**Written instruction:** Return each line of the records with nothing changed, pictures excepted.

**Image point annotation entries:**
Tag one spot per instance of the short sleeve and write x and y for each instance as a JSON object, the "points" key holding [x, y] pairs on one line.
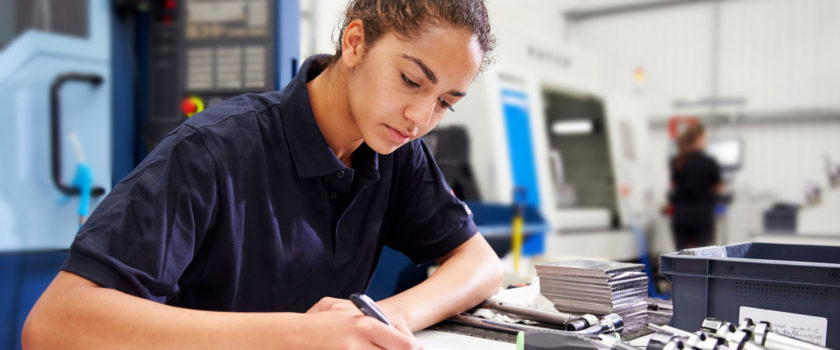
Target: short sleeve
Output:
{"points": [[144, 234], [428, 221]]}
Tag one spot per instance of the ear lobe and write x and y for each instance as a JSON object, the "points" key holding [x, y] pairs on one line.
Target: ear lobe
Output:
{"points": [[353, 43]]}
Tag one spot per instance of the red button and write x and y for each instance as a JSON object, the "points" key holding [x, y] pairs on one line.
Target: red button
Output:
{"points": [[188, 106]]}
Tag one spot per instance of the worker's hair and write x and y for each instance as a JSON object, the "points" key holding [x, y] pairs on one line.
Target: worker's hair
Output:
{"points": [[685, 143], [407, 19]]}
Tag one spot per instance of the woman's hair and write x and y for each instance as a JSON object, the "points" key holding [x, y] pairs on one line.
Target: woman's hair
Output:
{"points": [[407, 18], [685, 143]]}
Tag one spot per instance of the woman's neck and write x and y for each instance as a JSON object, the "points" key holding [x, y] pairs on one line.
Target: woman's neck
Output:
{"points": [[330, 105]]}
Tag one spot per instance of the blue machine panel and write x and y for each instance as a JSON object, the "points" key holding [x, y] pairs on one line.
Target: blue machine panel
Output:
{"points": [[522, 163], [34, 213]]}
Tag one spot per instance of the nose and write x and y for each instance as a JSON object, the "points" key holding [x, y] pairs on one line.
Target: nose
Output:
{"points": [[420, 113]]}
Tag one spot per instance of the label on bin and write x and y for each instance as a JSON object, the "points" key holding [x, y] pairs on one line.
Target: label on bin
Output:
{"points": [[808, 328]]}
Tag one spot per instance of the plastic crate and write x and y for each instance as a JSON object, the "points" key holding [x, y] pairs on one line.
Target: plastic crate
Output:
{"points": [[717, 281]]}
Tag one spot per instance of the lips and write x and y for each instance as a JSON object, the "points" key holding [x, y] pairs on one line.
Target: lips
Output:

**Response to this task:**
Tag one spot per instance of the short sleeve and write x and y for each instance as a JSON object, the "points" key holding [x, y] pairs on one line.
Target: short sleeve
Output:
{"points": [[144, 234], [428, 221]]}
Tag one spot per instance of the ear lobe and write x and y for each instance as a JSON object, the "points" key holding [x, y] pairs on one line.
Target: ear lobe
Output:
{"points": [[353, 43]]}
Tag one spot per instance of the red button and write x and y for each instance as a JSON object, the "points" key holding [x, y] pairs on one line.
Target: red button
Output:
{"points": [[188, 106]]}
Tag one spot per instance of the worker's hair and write x and y for each instance as a JSON object, the "points" key holding [x, y] pairs on one line.
Target: worker's hair
Output:
{"points": [[685, 143], [407, 19]]}
Tag one spot per instance of the woman's hair and write x and y for each instance as a JSON object, the "points" key holding [x, y] pairs on one line.
Target: woman's hair
Output:
{"points": [[407, 18], [685, 143]]}
Tag one spot per instance of the woman's neck and write x and y for each instance as a JSON object, the "points" key holding [x, y] pairs on one line.
Target: woman's neck
Output:
{"points": [[330, 105]]}
Tag one spot per instance of the blue machine panel and write x and y for each instance as a JSON object, the "points" key holding [x, y] pairs on one line.
Target: blue machine panel
Output:
{"points": [[522, 163], [34, 213]]}
Tag one spot per instance of the nose and write x and y for each instance as a JSON object, the "points" key holding [x, y] pairs on one line.
Target: nose
Output:
{"points": [[420, 113]]}
Tag one spot per instance of the label on bin and write x and y for each instance as a JSON object, the "points" key holding [x, y] pairs on one line.
Target: label on bin
Output:
{"points": [[808, 328]]}
Tag one spot per instance of the plastic crate and write x and y for each instance as a JSON object, the "points" key holding [x, y] pairs on one line.
Target: plastic crate
Output:
{"points": [[717, 281]]}
Tag one spot per instance of the lips and write x and y for each instance as a JSON object, the "points" key holding [x, y] pairs on one line.
Target: lips
Output:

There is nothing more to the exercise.